======== BERITA ========

Bertentangan Dengan Konstitusi, MK Hapus Presidential Threshold
TRANSINDONESIA.co | Mahkamah Konstitusi (MK) putuskan penghapusan Presidential Threshold (ambang batas) minimal 20 persen kursi DPR atau suara sah 25 persen Nasional pada Pemilihan Umum (Pemilu), dalam sidang perkara nomor 62/PUU-XXII/2024.
Putusan MK ini efektif berlaku pada Pemilihan Presiden (Pilpers) 2029 mendatang. Putusan MK ini membuka peluang bagi setiap partai politik peserta pemilu untuk mengusulkan pasangan calon presiden dan calon wakil presiden (capres dan cawapres)-nya.
“Mengabulkan permohonan para pemohon untuk seluruhnya,” demikian bunyi amar putusan yang dibacakan Ketua MK, Suhartoyo, pada Sidang Pengucapan Putusan Uji Materi Ambang Batas Pencalonan Presiden, di Ruang Sidang Pleno MK, Jakarta, Kamis 2 Januari 2025.
Pada poin putusan berikutnya Suhartoyo menyatakan, “pengusulan pasangan calon presiden dan wakil presiden oleh partai atau gabungan partai politik peserta pemilu tidak didasarkan pada persentase jumlah kursi di DPR atau suara sah secara nasional.”
Dalam amat putusan MK menyatakan norma Pasal 222 dalam UU Pemilu bertentangan dengan UUD 1945 dan tidak mempunyai kekuatan hukum mengikat. MK sekaligus memerintahkan agar putusan mereka dimuat dalam berita negara sebagaimana mestinya.

======== ISI DAFTAR ========

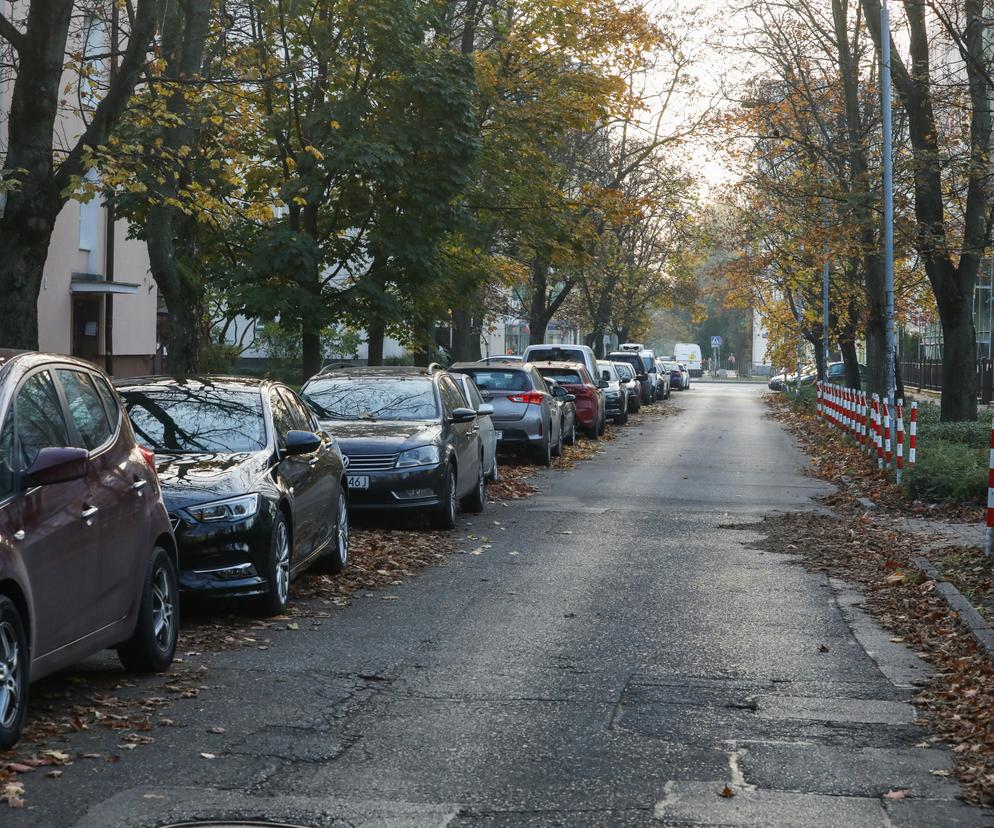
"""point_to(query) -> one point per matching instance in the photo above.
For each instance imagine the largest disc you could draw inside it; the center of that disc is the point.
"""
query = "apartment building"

========

YANG PERLU DIKERJAKAN → Teruskan berita tentang putusan MK yang menghapus ambang batas pencalonan presiden, dimulai setelah kalimat terakhirnya. Daftar di atas tidak berhubungan dengan berita.

JAWABAN LATIHAN →
Pada kesempatan itu, dua dari sembilan hakim konstitusi, yakni Anwar Usman dan Daniel Yusmic dinyatakan memiliki pendapat berbeda. Menurut Suhartoyo, keduanya menyatakan pemohon tak memiliki legal standing.
“Namun pada pokoknya dua hakim tersebut berpendapat para pemohon tidak memiliki kedudukan hukum atau legal standing. Sehingga seharusnya mahkamah tidak melanjutkan pada pokok permohonan,” kata Suhartoyo.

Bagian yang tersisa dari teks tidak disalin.